begin DATA SHOWN

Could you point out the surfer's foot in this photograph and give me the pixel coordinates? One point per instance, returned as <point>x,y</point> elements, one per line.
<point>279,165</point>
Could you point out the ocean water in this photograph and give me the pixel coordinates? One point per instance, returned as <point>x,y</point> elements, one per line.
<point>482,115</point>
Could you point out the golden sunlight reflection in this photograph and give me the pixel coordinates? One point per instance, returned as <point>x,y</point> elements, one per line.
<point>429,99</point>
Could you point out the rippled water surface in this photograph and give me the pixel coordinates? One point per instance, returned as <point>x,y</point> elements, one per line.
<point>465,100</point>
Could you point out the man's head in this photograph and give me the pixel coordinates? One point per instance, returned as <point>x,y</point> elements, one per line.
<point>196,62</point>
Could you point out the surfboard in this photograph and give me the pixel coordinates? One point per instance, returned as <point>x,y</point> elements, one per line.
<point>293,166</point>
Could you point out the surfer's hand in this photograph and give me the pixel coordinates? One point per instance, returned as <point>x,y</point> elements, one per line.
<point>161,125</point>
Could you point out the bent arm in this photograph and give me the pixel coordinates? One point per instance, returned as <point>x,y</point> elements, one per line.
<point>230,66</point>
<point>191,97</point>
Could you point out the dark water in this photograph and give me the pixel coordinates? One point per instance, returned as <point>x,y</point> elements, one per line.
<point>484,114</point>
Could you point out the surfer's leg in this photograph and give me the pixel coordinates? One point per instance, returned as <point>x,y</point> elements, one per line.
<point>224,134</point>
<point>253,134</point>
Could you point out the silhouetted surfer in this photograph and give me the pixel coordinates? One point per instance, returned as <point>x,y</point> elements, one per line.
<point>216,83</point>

end DATA SHOWN

Rewrite the records above, starting with the line that contains "Could you point out the ocean" and going on through the line that contains "<point>465,100</point>", as a two-column CSV with the headers text and answer. Give one row for each record, put each field in double quotes, and replace any line breaks inside a field with spaces.

> **REPLY TO THE TASK**
text,answer
"Could you point out the ocean water in this photograph and give me the pixel coordinates? One point per instance, returned as <point>x,y</point> elements, one per line.","<point>482,115</point>"
"Could you point out the golden sunlight reflection in this photograph and give me the pixel coordinates? One point per instance, returned as <point>x,y</point> elements, one per line.","<point>429,99</point>"
"Could you point out the rippled water surface in this photograph and give me the pixel coordinates? One point per instance, returned as <point>x,y</point> elements, one per line.","<point>465,100</point>"